TEKSTGEDEELTE:
==================================================
In plaats van zich te kwijten van zijn opdracht om tot de Ninevieten te prediken, besloot Jona zich eraan te onttrekken. In de zeehaven Joppe boekte hij passage op een schip met bestemming Tarsis (algemeen met Spanje in verband gebracht), dat meer dan 3500 km ten W van Nineve lag. — Jon 1:1-3; 4:2.
Eenmaal aan boord van het van een dek voorziene vaartuig, viel Jona in de „binnenste ruimten” ervan in een diepe slaap. Toen er intussen een door God gezonden hevige storm opstak en het schip dreigde te vergaan, riepen de zeelieden tot hun goden om hulp en wierpen voorwerpen overboord om het vaartuig lichter te maken. De scheepskapitein maakte Jona wakker en drong er bij hem op aan ook zijn „god” aan te roepen. Ten slotte wierpen de zeelieden het lot om vast te stellen door wiens schuld de storm was opgestoken. Kennelijk zorgde Jehovah er vervolgens voor dat het lot op Jona viel. Toen Jona ondervraagd werd, bekende hij dat hij zich aan zijn opdracht had onttrokken. Omdat hij niet wilde dat anderen door zijn schuld zouden vergaan, verzocht hij hun hem in zee te werpen. Toen alle pogingen om het schip naar land terug te brengen, faalden, deden de zeelieden met Jona zoals hij gezegd had, en de zee kwam tot bedaren. — Jon 1:4-15.
==================================================
VERZAMELD MATERIAAL:
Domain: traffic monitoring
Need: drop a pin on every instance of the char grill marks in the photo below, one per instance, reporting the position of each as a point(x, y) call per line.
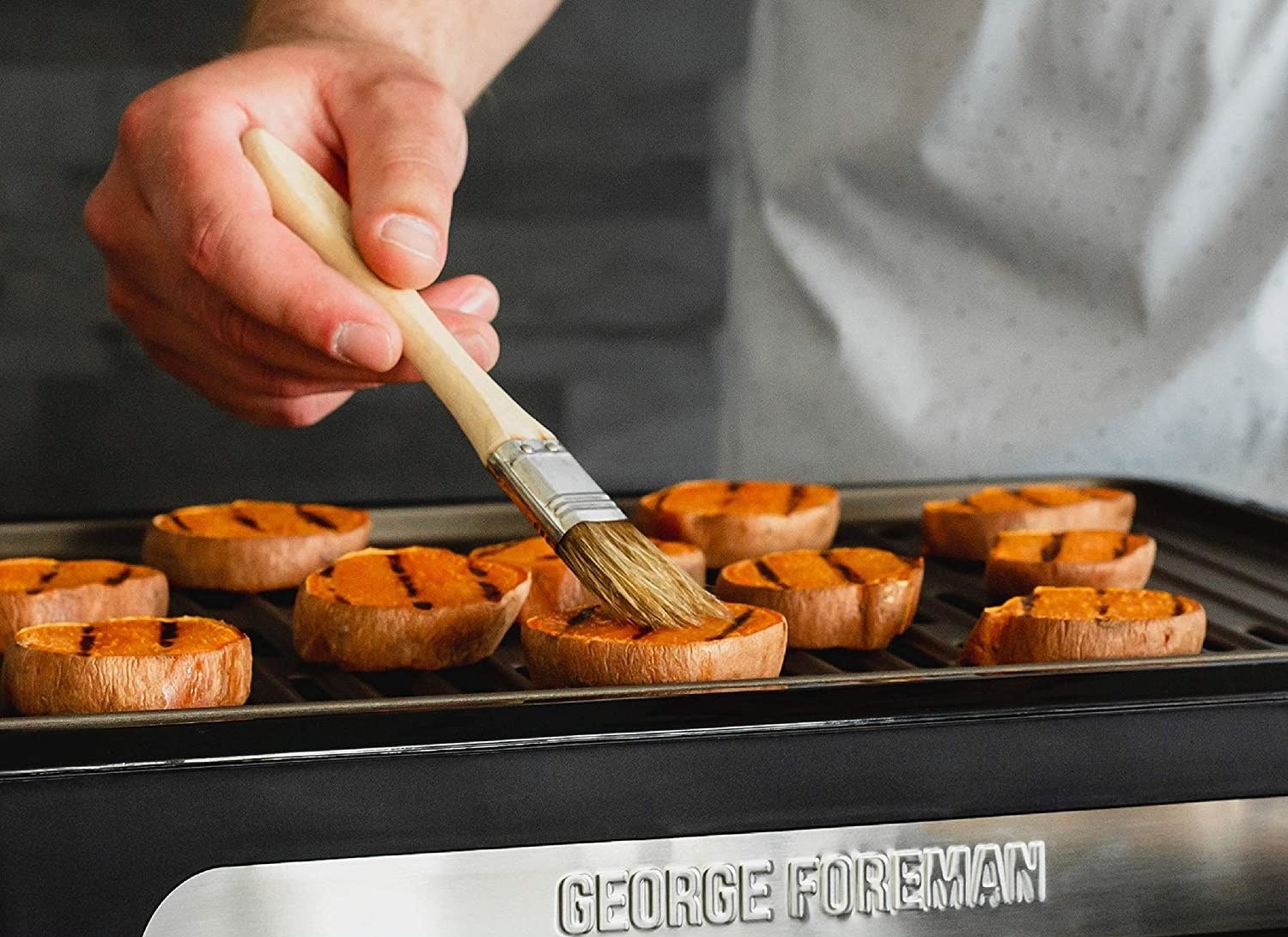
==================================================
OPGAVE A: Leg uit waarom Jona volgens het tekstgedeelte over Jona de zeelieden vroeg hem in zee te werpen.
OPGAVE B: In welke zeehaven boekte Jona volgens het tekstgedeelte over Jona passage op een schip?
OPGAVE C: Noem alle aardrijkskundige namen (plaatsen en landen) die in het tekstgedeelte over Jona voorkomen.
Het materiaal heb je hier niet nodig.

VERWACHT ANTWOORD A: Jona wilde niet dat anderen door zijn schuld zouden vergaan. Hij had bekend dat hij zich aan zijn opdracht had onttrokken.

VERWACHT ANTWOORD B: In Joppe.

VERWACHT ANTWOORD C: Joppe, Tarsis, Spanje, Nineve